START Given text

But now, I'm tired of coming home. Everytime I get back, I start feeling frustrated and depressed...and it's mainly because I'm so miserable here. I am so desperate to leave this place, that I'm considering putting my things in storage, or bringing it to my parents place in Florida...and just traveling the country city by city until I figure something out, because I'm happier traveling than I am dealing with this shit everyday.

 

In the past I've considered Minneapolis (glad I didn't make that choice). But that's what's so hard. I'm Trying to avoid making another wrong move and end up stuck there like I am now. I've also looked in Phoenix, Nashville, DC...can't figure anything out. I even have the opportunity to live in a small town in Wisconsin. I don't want to be in the south. I don't want to be in the middle of a huge city either...though a suburb could be nice. And not like the boring, white bread suburb I live in now. Something like the Glendale of LA or the Arlington of DC.

 

At this point, I'm ready to make the move ANY DAY. I can't go on another hour, another week, another YEAR being so unhappy.

END Given text
START Entries provided

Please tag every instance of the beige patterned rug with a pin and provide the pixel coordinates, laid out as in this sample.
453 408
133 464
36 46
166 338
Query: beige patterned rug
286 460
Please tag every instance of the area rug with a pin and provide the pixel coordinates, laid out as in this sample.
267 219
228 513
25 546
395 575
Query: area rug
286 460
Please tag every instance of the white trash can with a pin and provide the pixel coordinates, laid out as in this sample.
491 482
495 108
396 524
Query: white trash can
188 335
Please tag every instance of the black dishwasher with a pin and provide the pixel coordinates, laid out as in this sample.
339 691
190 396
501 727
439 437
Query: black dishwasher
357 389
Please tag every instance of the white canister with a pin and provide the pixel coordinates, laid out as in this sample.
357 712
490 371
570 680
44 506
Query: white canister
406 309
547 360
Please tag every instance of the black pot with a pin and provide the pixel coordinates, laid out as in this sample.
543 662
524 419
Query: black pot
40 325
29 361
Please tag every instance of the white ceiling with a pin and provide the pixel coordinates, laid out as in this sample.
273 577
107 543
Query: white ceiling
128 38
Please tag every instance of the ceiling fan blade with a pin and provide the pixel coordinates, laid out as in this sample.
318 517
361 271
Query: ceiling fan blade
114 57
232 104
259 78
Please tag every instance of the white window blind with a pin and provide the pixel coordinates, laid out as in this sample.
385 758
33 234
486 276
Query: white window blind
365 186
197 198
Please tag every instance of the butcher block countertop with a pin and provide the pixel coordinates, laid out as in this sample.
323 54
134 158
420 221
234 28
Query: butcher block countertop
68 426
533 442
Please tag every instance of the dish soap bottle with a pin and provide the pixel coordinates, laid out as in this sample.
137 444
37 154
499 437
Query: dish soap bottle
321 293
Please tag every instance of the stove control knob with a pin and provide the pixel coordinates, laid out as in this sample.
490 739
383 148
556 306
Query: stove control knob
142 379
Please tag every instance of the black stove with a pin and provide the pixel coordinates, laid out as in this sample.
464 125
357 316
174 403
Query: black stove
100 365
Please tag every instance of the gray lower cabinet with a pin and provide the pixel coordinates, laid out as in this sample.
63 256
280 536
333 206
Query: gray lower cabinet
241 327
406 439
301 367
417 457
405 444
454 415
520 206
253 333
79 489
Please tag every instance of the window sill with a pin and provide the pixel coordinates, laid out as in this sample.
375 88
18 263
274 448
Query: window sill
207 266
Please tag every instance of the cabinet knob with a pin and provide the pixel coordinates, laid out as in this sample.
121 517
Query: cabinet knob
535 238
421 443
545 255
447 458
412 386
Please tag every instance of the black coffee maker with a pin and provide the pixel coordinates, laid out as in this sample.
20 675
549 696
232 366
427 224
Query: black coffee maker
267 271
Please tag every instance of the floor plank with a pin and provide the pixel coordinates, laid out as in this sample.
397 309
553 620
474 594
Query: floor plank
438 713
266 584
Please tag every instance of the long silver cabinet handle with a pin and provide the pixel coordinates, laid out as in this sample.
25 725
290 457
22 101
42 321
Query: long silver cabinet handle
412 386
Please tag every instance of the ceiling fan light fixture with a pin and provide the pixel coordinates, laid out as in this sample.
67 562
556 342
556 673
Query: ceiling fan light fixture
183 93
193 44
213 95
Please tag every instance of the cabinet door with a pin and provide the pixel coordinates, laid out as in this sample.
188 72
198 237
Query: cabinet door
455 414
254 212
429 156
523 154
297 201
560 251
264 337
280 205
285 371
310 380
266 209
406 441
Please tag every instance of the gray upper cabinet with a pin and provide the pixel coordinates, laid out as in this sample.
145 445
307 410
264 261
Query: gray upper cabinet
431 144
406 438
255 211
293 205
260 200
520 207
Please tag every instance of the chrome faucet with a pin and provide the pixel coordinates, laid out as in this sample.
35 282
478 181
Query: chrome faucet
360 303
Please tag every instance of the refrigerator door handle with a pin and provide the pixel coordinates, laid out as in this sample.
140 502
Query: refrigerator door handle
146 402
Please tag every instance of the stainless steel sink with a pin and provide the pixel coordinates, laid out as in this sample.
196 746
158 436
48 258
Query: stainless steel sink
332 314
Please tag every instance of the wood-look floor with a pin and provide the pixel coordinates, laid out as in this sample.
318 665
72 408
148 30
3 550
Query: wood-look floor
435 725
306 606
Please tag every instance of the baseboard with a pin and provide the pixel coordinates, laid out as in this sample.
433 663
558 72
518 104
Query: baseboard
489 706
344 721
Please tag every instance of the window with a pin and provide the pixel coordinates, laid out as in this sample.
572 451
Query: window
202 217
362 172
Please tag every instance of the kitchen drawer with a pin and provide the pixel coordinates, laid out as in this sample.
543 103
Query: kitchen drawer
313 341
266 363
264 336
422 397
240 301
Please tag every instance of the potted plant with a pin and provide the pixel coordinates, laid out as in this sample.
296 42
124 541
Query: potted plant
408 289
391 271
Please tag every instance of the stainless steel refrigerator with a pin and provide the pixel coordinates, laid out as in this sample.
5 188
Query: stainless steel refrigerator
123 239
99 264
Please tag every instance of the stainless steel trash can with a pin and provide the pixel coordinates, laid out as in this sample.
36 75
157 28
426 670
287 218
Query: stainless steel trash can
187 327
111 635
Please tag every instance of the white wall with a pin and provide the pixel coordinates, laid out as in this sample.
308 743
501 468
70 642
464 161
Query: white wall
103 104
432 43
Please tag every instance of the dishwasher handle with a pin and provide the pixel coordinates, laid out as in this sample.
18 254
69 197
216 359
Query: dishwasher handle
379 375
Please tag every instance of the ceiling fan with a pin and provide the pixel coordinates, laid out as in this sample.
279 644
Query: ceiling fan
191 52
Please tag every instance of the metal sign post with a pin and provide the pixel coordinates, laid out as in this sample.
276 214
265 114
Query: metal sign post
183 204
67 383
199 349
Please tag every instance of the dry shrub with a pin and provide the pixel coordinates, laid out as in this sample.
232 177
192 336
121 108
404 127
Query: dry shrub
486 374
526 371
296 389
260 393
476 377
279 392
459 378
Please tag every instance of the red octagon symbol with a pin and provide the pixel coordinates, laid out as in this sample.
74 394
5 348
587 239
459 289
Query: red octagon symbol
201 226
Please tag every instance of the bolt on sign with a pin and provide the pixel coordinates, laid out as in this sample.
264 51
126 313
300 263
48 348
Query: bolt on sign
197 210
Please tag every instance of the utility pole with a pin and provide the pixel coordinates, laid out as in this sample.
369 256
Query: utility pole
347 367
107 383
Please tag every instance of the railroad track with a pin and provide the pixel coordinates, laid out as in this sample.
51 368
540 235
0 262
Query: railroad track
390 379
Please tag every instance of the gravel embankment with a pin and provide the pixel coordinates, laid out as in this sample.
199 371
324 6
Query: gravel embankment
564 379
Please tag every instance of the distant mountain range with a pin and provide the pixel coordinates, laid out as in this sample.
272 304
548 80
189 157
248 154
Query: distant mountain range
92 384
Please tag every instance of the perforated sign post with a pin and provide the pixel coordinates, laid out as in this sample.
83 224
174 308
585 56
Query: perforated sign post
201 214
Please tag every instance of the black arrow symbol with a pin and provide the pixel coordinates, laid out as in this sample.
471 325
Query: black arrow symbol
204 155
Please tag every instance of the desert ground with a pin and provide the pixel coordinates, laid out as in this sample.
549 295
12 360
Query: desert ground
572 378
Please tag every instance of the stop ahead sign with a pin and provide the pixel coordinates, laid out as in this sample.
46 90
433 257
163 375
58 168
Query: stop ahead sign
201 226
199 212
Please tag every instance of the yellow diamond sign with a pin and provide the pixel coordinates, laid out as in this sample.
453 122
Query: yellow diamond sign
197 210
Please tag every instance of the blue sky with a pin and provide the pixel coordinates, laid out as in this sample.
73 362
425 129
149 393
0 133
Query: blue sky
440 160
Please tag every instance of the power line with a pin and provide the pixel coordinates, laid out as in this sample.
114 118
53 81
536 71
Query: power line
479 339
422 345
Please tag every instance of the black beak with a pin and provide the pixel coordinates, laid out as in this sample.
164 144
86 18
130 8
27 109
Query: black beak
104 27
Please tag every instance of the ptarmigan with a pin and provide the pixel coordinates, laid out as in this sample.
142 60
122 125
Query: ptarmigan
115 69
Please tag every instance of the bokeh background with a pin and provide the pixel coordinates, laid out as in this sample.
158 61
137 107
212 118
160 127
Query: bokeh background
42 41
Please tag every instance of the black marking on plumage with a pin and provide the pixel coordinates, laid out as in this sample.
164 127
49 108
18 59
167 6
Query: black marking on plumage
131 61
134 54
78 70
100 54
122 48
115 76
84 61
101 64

END Entries provided

Required tasks
(a) In the post about wanting to move, in which state is the writer's parents' place?
(b) Transcribe everything in the entries from the line containing "Please tag every instance of the black beak" down to the last entry, keeping both ends.
The post and the entries have nothing to do with each other.

Correct answers
(a) Florida.

(b)
Please tag every instance of the black beak with a pin and provide the pixel coordinates, laid out as in this sample.
164 144
86 18
130 8
27 109
Query: black beak
104 27
Please tag every instance of the ptarmigan with a pin and provide the pixel coordinates, laid out as in this sample.
142 60
122 125
Query: ptarmigan
115 69
Please tag every instance of the bokeh background with a pin and provide the pixel coordinates, laid out as in this sample.
158 61
137 107
212 118
160 127
Query: bokeh background
42 41
Please tag every instance of the black marking on plumage with a pin and provide the pixel coordinates, laid out as in this sample.
164 127
49 108
18 59
167 6
Query: black marking on plumage
131 61
134 54
78 70
100 54
122 48
115 76
84 61
101 64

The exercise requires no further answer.